**Using the information**.
(a) In the text on the IAC framework, what do the letters IAC stand for?
(b) List all the core principles that make up the framework described in the text on the IAC framework.
(c) From the text on the IAC framework, copy the passage starting with "IAC: A Framework" and going on through "and behavioral approaches.".
Top of Excerpted text
IAC: A Framework for Enabling Patient Agency in the Use of AI-Enabled Healthcare
This addresses the problem of patient engagement and trust in AI-enabled healthcare, though it appears incremental as it builds on existing regulatory and behavioral approaches.
The paper tackles the challenge of integrating AI in healthcare by proposing the IAC framework to evaluate patient responses, aiming to improve practitioner-patient relationships and enhance patient agency through guidelines based on informing, assessment, and consent principles.
In healthcare, the role of AI is continually evolving, and understanding the challenges its introduction poses on relationships between healthcare providers and patients will require a regulatory and behavioral approach that can provide a guiding base for all users involved. In this paper, we present IAC (Informing, Assessment, and Consent), a framework for evaluating patient response to the introduction of AI-enabled digital technologies in healthcare settings. We justify the need for IAC with a general introduction of the challenges with and perceived relevance of AI in human-welfare-centered fields, with an emphasis on the provision of healthcare. The framework is composed of three core principles that guide how healthcare practitioners can inform patients about the use of AI in their healthcare, how practitioners can assess patients' acceptability and comfortability with the use of AI, and how patient consent can be gained after this process. We propose that the principles composing this framework can be translated into guidelines that improve practitioner-patient relationships and, concurrently, patient agency regarding the use of AI in healthcare while broadening the discourse on this topic.
Bottom of Excerpted text
Top of Dataset content
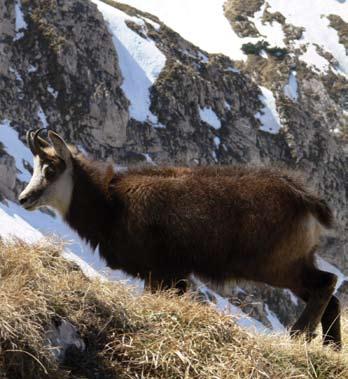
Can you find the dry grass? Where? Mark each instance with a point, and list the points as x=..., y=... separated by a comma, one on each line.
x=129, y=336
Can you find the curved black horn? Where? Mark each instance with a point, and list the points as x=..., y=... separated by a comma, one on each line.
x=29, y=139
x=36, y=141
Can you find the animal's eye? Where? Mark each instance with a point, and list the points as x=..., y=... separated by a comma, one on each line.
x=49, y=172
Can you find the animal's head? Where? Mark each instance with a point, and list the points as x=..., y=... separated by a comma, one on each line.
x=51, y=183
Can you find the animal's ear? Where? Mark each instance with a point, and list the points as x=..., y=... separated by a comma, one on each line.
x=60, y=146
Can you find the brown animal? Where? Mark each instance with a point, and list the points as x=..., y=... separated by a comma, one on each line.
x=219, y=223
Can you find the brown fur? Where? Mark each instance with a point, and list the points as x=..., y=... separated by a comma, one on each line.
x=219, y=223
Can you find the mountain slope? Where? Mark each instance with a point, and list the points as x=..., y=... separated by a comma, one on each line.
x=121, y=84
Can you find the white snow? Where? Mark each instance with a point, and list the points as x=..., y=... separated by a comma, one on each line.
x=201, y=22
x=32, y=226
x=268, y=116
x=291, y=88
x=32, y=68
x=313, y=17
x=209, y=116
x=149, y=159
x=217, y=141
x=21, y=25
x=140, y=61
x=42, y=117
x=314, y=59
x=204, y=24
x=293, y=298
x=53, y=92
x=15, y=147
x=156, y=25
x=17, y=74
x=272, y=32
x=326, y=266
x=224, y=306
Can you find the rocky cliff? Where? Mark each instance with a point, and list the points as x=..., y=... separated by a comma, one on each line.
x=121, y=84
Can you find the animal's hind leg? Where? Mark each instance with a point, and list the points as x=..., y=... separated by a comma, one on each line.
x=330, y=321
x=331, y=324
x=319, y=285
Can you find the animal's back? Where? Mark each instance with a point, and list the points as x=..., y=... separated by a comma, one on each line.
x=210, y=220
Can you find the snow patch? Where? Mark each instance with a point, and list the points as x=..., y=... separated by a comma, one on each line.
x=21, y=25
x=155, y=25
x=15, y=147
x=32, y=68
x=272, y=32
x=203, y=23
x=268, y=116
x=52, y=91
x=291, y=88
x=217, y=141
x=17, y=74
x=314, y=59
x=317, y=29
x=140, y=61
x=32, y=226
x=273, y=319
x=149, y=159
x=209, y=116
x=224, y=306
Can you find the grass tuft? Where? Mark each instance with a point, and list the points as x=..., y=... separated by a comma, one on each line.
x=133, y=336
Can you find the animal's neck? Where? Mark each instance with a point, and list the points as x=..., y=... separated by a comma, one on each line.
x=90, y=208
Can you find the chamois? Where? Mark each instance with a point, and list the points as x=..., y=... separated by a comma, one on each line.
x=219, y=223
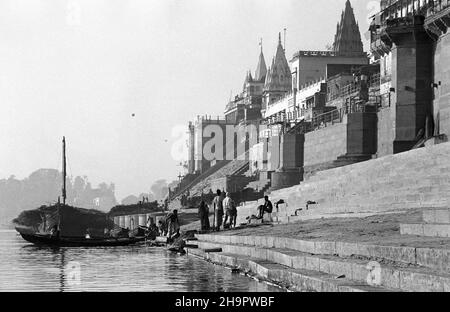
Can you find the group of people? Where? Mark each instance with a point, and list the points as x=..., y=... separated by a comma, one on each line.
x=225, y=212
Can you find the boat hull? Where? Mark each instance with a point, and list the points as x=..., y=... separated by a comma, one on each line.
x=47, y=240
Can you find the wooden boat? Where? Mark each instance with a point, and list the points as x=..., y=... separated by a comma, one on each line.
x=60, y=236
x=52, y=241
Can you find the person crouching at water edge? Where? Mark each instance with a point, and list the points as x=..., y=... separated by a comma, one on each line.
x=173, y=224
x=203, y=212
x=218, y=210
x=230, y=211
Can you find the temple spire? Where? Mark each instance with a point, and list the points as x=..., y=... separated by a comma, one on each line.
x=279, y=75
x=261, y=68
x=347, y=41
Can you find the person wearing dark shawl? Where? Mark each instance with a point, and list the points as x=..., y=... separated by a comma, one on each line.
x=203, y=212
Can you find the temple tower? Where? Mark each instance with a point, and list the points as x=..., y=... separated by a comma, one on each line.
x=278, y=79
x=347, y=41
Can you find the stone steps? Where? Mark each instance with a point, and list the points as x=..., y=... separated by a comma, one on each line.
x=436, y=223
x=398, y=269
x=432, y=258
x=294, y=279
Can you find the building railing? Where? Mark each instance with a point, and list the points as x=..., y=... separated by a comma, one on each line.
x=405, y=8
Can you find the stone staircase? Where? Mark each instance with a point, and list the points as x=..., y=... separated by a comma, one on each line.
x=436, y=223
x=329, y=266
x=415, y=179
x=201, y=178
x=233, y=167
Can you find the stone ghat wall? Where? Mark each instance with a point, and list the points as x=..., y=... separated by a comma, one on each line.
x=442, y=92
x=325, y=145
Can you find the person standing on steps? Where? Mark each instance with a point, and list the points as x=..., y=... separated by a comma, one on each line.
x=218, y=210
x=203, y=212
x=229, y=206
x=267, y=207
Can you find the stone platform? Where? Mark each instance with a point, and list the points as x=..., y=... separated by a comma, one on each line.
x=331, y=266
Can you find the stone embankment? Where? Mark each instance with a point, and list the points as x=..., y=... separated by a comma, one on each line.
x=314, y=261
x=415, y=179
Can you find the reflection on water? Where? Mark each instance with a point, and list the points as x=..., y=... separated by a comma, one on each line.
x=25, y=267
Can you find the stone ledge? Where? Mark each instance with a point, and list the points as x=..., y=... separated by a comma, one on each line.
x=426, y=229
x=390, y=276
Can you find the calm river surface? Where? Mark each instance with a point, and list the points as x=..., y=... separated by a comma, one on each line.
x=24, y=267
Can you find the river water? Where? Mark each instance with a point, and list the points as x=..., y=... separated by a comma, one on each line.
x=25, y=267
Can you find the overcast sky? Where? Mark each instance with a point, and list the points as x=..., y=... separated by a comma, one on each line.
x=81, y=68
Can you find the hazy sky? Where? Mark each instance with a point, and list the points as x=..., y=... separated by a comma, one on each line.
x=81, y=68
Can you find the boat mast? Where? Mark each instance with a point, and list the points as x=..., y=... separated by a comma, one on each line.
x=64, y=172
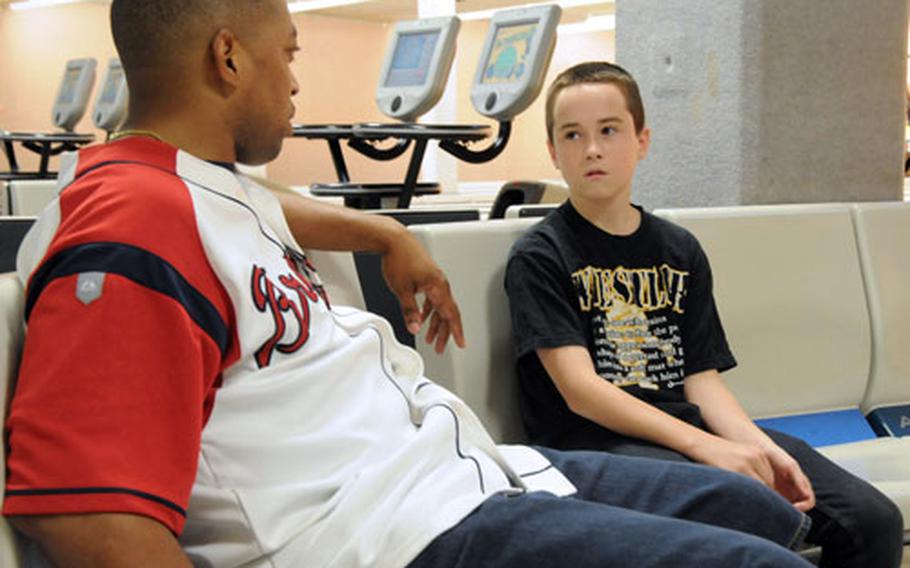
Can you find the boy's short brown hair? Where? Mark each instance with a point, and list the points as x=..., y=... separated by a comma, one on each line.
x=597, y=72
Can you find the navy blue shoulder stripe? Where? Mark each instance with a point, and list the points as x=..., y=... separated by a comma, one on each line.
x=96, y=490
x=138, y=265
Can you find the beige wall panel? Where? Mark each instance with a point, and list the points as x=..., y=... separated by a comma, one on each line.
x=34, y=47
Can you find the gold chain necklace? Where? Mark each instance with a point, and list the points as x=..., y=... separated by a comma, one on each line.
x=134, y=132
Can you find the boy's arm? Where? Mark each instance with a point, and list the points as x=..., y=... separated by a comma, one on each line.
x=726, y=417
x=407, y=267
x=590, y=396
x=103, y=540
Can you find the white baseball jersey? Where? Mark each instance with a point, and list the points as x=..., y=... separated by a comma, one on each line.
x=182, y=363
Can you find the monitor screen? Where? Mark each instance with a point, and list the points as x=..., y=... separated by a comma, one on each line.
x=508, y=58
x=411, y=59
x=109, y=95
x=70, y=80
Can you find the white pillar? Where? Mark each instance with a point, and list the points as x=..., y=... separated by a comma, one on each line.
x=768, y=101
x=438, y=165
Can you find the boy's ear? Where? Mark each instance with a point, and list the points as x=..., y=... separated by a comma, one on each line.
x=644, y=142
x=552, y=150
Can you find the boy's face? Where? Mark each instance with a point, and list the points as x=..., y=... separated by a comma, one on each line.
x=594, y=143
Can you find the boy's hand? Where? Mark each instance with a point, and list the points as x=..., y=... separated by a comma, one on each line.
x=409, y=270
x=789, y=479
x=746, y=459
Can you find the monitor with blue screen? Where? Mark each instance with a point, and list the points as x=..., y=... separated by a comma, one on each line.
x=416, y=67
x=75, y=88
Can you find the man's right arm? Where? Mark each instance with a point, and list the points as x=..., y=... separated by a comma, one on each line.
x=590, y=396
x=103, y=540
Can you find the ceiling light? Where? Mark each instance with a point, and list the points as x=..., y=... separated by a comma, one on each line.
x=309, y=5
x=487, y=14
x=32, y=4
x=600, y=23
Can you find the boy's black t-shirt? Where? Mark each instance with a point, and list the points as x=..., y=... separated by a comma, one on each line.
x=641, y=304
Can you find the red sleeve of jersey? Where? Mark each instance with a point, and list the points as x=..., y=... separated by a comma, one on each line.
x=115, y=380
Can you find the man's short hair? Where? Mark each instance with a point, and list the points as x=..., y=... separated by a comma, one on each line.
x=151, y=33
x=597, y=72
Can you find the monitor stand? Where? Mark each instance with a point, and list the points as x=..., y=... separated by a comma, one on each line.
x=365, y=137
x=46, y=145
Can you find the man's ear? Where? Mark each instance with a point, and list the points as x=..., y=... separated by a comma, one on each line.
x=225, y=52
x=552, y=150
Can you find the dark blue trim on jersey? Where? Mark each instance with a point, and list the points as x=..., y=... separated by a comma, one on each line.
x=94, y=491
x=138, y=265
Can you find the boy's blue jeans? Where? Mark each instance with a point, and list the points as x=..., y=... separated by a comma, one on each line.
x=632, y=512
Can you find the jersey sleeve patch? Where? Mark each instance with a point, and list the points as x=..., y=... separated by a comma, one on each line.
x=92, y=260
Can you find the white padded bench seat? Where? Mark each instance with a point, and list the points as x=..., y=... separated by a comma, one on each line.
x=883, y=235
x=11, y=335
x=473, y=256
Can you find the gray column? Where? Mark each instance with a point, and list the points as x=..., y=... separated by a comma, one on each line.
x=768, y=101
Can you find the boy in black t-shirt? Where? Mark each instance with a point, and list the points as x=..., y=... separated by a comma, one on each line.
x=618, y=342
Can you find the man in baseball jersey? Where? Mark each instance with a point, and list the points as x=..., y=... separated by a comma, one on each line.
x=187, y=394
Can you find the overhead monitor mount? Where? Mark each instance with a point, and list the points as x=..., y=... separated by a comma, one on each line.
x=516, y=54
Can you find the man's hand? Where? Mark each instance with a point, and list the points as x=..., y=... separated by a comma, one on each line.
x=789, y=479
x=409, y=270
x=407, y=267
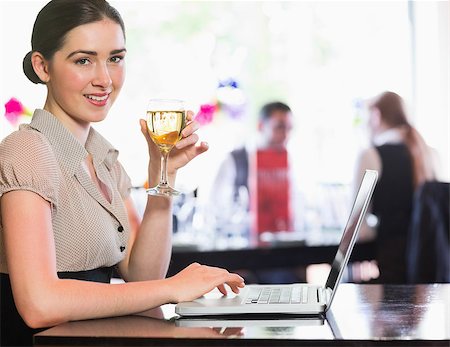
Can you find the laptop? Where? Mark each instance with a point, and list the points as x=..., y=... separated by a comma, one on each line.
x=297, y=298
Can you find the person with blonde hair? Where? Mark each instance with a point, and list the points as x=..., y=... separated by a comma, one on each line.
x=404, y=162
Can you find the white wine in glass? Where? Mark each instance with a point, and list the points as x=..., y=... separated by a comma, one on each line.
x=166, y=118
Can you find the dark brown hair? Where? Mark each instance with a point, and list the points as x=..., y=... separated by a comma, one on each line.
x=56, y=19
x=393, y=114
Bottom of Dataset content
**Expected responses**.
(a) Informing, Assessment, and Consent

(b) Informing, Assessment, Consent

(c)
IAC: A Framework for Enabling Patient Agency in the Use of AI-Enabled Healthcare
This addresses the problem of patient engagement and trust in AI-enabled healthcare, though it appears incremental as it builds on existing regulatory and behavioral approaches.